◆ **Given passage**:
──────────────────────────────

While the French government was facing religious and political challenges, so was the queen regent of Scotland. In late 1557 five Scotsmen, known as the Lords of the Congregation, had first signed a band promoting reform:
We do promise...that we shall...maintain, set forward, and establish the MOST BLESSED WORD OF GOD, and His Congregation: And shall labor...to have faithful ministers purely and truly to minister Christ’s evangel and sacraments to his people.
18
In the next two years by downplaying doctrinal matters and demanding the expulsion of French troops, the Congregation attracted increasing numbers of supporters.

──────────────────────────────

◆ **Given entries**:
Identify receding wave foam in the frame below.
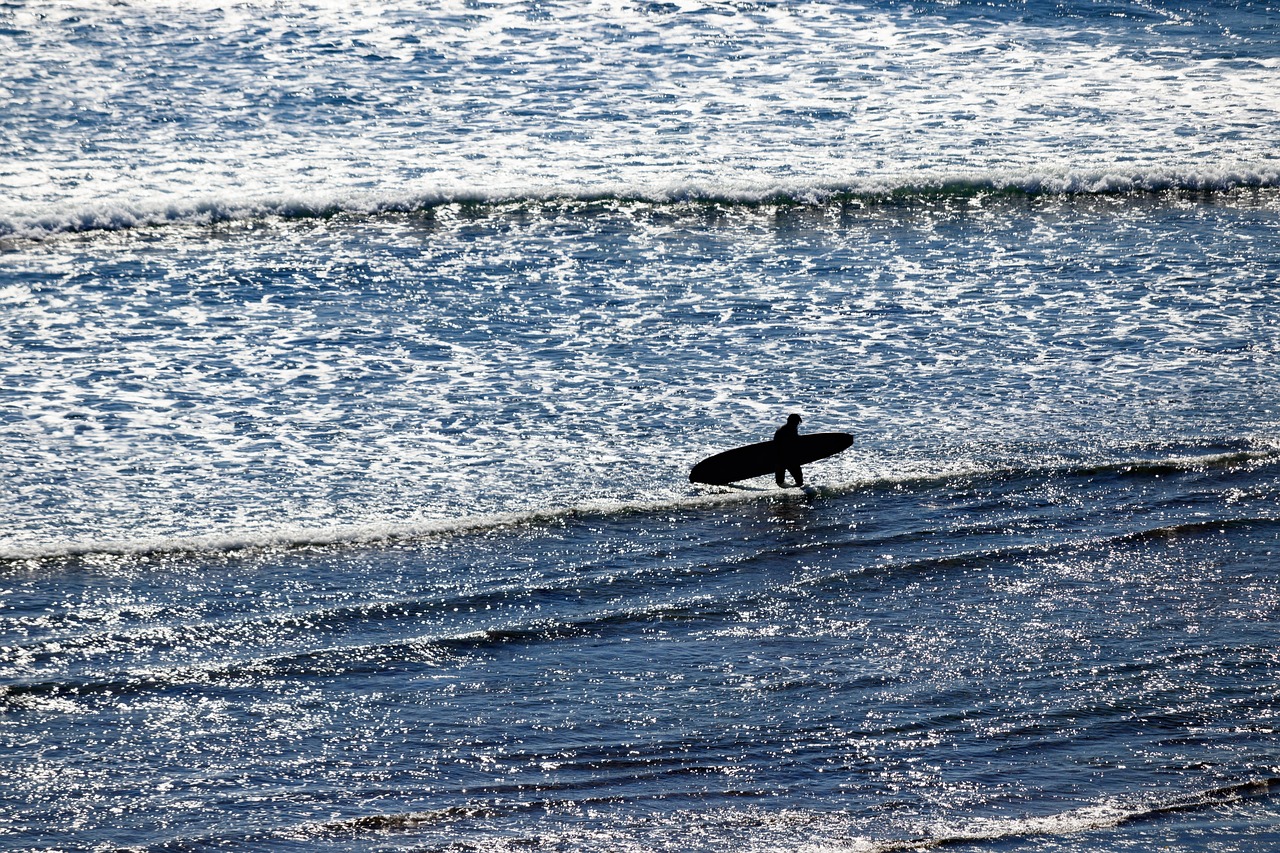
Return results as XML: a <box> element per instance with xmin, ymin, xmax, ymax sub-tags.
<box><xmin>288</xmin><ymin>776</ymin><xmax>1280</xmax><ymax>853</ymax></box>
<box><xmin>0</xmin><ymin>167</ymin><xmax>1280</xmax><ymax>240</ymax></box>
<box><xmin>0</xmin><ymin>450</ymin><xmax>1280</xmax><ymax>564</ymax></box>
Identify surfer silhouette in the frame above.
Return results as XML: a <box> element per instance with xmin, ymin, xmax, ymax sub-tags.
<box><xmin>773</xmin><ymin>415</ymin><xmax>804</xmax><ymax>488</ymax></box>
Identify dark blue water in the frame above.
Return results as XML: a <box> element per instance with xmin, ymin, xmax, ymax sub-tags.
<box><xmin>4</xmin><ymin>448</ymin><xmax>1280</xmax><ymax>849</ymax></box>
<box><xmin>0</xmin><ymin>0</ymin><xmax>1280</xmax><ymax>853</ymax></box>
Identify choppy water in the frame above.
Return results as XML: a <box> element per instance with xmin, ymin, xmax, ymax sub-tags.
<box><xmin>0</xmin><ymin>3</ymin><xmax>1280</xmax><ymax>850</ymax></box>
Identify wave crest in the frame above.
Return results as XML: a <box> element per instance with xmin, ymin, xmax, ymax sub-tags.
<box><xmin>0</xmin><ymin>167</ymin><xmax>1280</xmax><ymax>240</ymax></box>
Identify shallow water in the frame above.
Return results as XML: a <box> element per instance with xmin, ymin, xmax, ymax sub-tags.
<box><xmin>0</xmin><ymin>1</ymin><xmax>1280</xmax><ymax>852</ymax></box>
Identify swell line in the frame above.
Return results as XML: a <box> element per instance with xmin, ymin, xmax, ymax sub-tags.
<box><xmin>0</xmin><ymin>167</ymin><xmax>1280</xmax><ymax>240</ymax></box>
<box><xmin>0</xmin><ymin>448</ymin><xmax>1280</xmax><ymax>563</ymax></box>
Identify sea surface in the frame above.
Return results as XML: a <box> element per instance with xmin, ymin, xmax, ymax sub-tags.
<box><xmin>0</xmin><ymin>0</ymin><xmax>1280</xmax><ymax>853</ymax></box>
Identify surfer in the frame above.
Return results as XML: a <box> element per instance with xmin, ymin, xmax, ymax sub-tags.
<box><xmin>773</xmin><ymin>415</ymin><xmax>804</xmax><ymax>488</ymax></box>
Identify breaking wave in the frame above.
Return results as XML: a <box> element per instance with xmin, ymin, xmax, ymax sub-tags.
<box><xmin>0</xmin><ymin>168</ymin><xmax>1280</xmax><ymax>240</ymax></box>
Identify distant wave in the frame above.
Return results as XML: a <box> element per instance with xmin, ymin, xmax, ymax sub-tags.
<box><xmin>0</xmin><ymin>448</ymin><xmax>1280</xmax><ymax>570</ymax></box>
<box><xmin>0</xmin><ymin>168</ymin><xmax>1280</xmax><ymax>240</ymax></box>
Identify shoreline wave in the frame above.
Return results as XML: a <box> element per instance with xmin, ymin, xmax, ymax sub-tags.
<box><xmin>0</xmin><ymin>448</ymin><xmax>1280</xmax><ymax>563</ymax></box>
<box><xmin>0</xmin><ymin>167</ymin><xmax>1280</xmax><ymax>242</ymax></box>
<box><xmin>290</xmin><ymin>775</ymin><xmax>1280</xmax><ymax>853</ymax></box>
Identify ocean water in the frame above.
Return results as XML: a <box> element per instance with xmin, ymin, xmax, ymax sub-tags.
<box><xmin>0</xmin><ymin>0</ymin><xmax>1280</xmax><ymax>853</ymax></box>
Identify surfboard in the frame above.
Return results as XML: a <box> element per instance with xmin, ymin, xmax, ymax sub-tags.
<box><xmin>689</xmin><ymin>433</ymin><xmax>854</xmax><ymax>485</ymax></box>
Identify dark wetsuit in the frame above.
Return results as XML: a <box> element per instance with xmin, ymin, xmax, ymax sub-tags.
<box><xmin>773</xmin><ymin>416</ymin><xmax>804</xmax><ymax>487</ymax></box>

──────────────────────────────

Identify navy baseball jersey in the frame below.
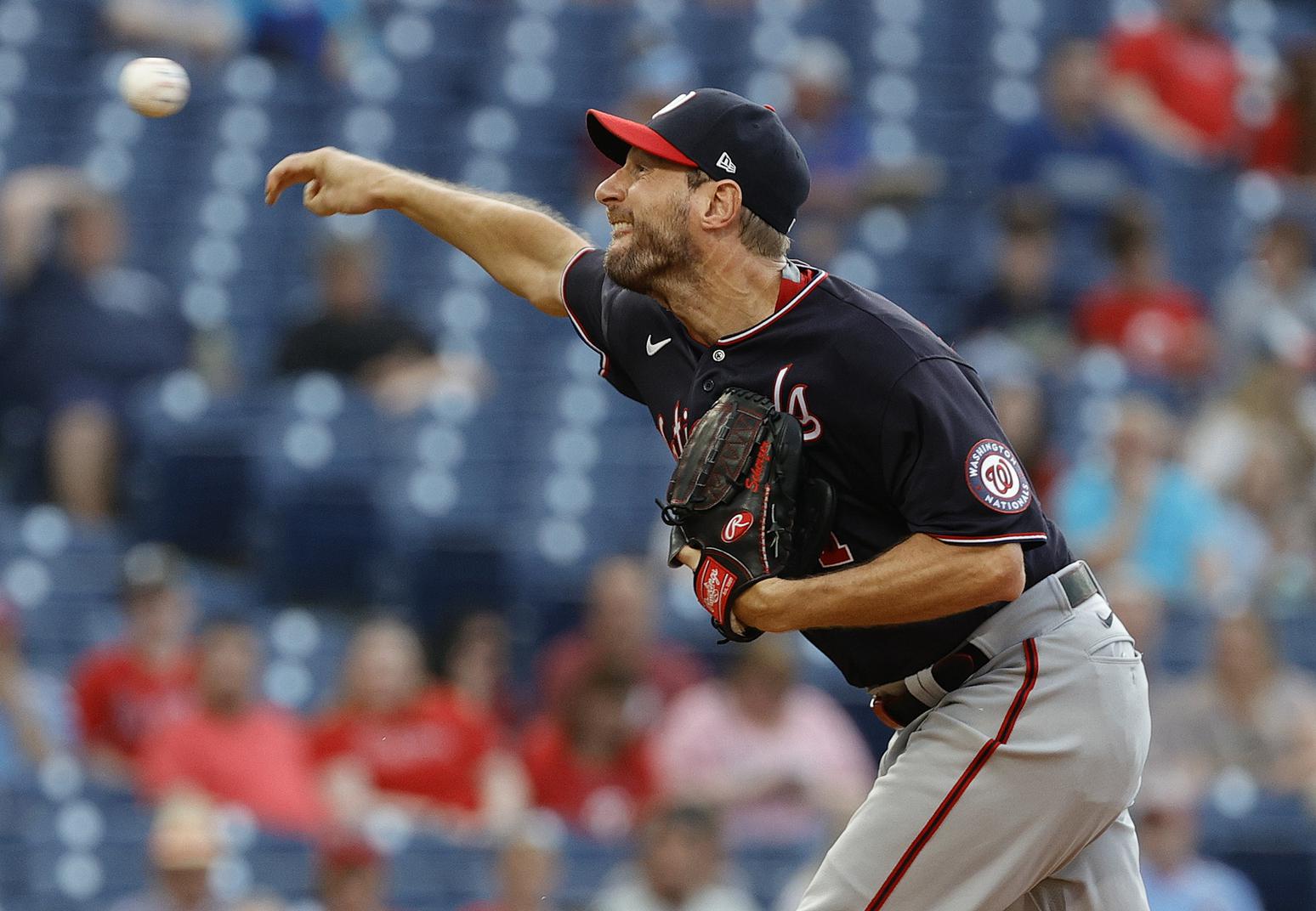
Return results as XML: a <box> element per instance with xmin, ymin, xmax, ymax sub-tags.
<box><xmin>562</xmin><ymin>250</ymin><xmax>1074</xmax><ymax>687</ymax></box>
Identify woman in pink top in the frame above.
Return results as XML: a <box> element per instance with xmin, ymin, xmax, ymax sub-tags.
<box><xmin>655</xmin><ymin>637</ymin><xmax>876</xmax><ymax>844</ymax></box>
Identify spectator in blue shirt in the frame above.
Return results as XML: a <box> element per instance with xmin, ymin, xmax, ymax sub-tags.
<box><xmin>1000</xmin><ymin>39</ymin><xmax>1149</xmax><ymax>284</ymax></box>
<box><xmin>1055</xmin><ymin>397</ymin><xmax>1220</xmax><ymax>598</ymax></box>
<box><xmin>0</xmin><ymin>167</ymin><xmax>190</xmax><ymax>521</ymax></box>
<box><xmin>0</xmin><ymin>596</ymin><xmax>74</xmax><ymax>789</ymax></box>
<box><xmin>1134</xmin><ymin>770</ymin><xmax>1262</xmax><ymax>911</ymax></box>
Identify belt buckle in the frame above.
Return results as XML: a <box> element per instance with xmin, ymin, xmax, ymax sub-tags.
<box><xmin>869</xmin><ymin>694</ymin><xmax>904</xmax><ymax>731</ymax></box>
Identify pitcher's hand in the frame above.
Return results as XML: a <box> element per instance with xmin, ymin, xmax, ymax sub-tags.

──────────────────────────────

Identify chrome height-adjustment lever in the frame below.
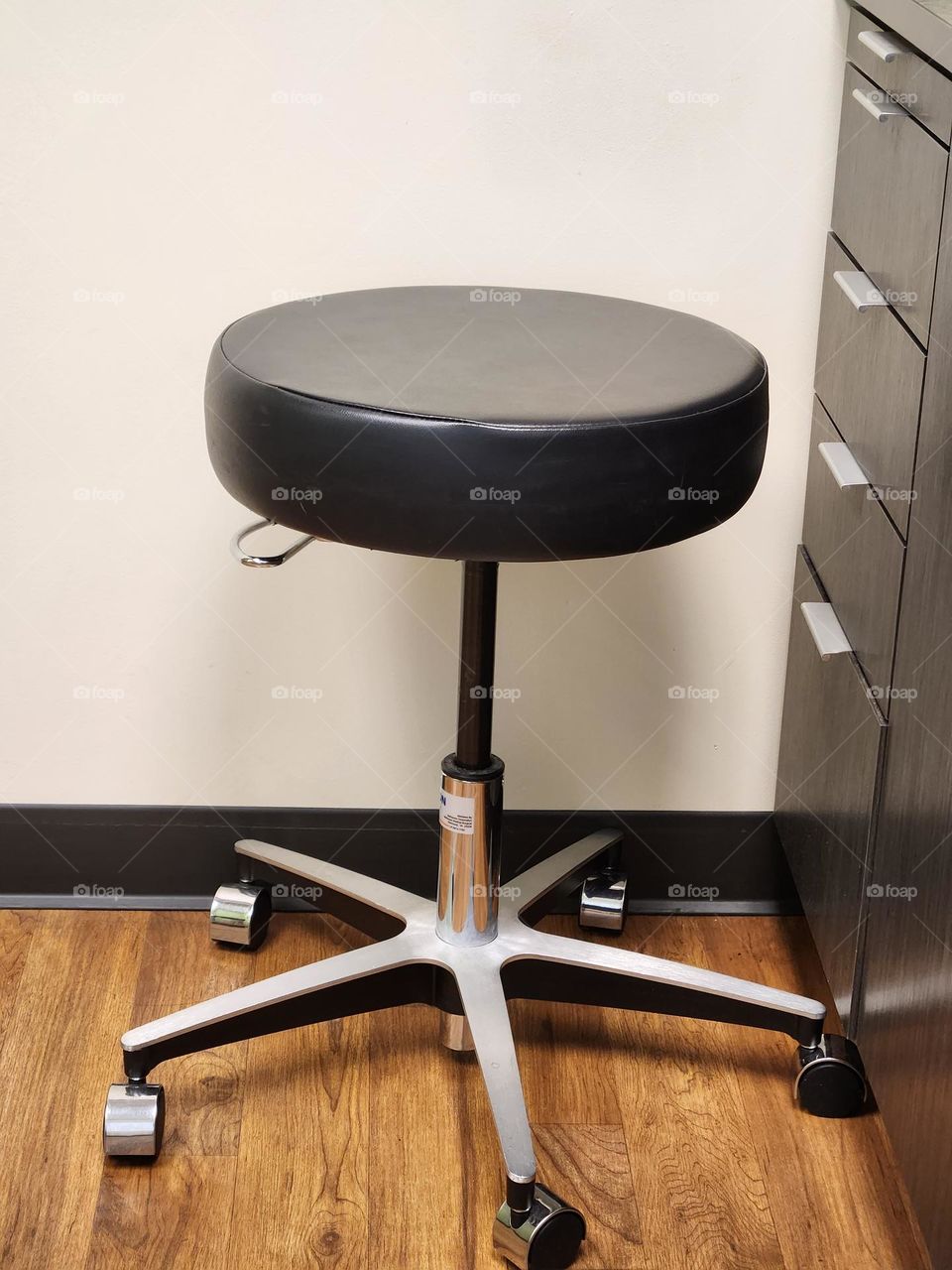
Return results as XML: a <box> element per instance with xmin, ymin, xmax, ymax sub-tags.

──────────────────────────────

◆ **Exercise objective**: Pick up the passage on Scotland's Lords of the Congregation after its final sentence and carry it forward.

◆ **Written answer**:
In France in May 1559, two years after the endorsement of the first band, Arran, himself a Protestant convert, learned that Montpensier’s daughter, the bride promised him in 1548, planned to wed Valentinois’s grandson, Henry Robert de la Mark, duke of Bouillon, at the Louvre on 11 June. To prevent the alienated Arran from returning home and complicating the queen regent’s political problems, Henry II had ordered his arrest. Eluding governmental officials, Arran fled France with the aid of English agents and in August reached England, met with Elizabeth, and then returned home. The next month supported by English allies in Scotland who accused Mary and her relatives of having mistreated him, Arran persuaded his father Châtelherault to join the Congregation. Once again, the duke changed his religious stance, this time in response to concerns that Mary’s French marriage had negated his succession rights. As the heir presumptive, his public support enhanced the Congregation’s political viability, and in October the Lords, with Châtelherault and Arran holding leadership roles, issued a proclamation, deposing the queen regent and claiming the governance of Scotland.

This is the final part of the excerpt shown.